→ **YOUR INSTRUCTIONS**: Copy out the material in full. Leave every line as it is.

=== Section Start ===

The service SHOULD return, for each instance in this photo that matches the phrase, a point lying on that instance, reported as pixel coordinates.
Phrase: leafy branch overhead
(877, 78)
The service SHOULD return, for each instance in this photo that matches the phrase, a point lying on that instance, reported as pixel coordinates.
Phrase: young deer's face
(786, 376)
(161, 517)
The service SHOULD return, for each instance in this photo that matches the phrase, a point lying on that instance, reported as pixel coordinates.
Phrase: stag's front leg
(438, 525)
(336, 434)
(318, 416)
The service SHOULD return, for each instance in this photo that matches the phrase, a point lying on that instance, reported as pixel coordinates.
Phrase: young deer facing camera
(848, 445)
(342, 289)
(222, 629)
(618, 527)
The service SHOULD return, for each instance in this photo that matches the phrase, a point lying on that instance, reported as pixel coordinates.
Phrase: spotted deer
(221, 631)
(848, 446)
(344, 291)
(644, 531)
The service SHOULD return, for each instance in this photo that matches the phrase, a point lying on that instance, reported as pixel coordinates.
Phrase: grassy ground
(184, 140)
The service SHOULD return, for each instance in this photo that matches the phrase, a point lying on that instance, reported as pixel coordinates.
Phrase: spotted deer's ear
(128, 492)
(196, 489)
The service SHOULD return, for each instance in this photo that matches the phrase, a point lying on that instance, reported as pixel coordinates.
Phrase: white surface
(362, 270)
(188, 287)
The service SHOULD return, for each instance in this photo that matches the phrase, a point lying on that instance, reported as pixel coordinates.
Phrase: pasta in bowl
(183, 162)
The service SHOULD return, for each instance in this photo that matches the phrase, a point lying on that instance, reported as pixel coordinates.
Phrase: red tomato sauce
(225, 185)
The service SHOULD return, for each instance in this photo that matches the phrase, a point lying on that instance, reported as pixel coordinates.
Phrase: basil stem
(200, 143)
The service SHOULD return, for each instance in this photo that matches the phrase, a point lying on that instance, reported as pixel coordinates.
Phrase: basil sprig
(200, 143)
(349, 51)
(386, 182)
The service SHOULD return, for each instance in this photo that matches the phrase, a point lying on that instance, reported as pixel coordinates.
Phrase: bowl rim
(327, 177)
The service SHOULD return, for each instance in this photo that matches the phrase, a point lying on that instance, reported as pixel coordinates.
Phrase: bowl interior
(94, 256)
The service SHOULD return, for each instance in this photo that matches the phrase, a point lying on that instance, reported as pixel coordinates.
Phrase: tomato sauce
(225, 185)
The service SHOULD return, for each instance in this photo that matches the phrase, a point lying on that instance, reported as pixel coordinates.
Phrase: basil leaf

=== Section End ===

→ **ANSWER TO THE PROBLEM**:
The service SHOULD return, for each instance in this photo that matches the phrase, a point lying on that instance, reported as pixel coordinates.
Phrase: leafy branch overhead
(877, 78)
The service SHOULD return, for each instance in this photo that matches the phrase, a point lying on that instance, reported as pixel coordinates.
Phrase: young deer's face
(786, 376)
(161, 517)
The service SHOULD return, for each instance in this photo that matches the phrase, a point lying on that instance, reported as pixel coordinates.
Phrase: stag's front leg
(438, 525)
(336, 434)
(318, 416)
The service SHOULD return, for each instance in this photo that matches the phrase, a point lying on that instance, reported as pixel coordinates.
Phrase: young deer facing camera
(848, 445)
(342, 289)
(222, 629)
(618, 527)
The service SHOULD return, for each instance in this photo that matches the phrase, a point lying on that instance, reported as pixel coordinates.
Phrase: spotted deer
(221, 631)
(848, 446)
(344, 291)
(644, 531)
The service SHOULD return, for each instance in this photo that matches the phrase, a point lying on that instance, reported as pixel coordinates.
Phrase: grassy ground
(184, 140)
The service SHOULD return, for each instance in this photo that matches the phrase, a point lying on that instance, reported as pixel coordinates.
Phrase: spotted deer's ear
(128, 492)
(196, 489)
The service SHOULD return, for each instance in this photo that matches the phrase, a point lying on that instance, reported as pixel coordinates.
Phrase: white surface
(362, 270)
(188, 287)
The service SHOULD return, for each instance in this photo that matches the phrase, a point lying on that instance, reported as pixel coordinates.
Phrase: pasta in bowl
(183, 162)
The service SHOULD return, for each instance in this photo that matches the phrase, a point lying on that instance, reported as pixel coordinates.
Phrase: red tomato sauce
(225, 185)
The service SHOULD return, for each instance in this photo that matches the phrase, a point lying on that instance, reported as pixel coordinates.
Phrase: basil stem
(200, 143)
The service SHOULD return, for each instance in this photo that matches the phrase, a point lying on that instance, reported as pixel coordinates.
Phrase: basil sprig
(200, 143)
(349, 51)
(386, 182)
The service SHOULD return, for each instance in this photo that matches the phrase, a point lying on that instance, reported as pixel coordinates.
Phrase: bowl rim
(327, 177)
The service SHOULD return, for each instance in this photo that matches the phrase, a point lying on that instance, reported as pixel coordinates.
Phrase: bowl interior
(94, 256)
The service SHOULD return, for each instance in this photo that matches the phrase, a point lying on that instance, reported as pixel coordinates.
Phrase: tomato sauce
(225, 185)
The service SHOULD return, for each instance in this photo that matches the phrase, a point lying on that instance, reported as pixel coordinates.
Phrase: basil leaf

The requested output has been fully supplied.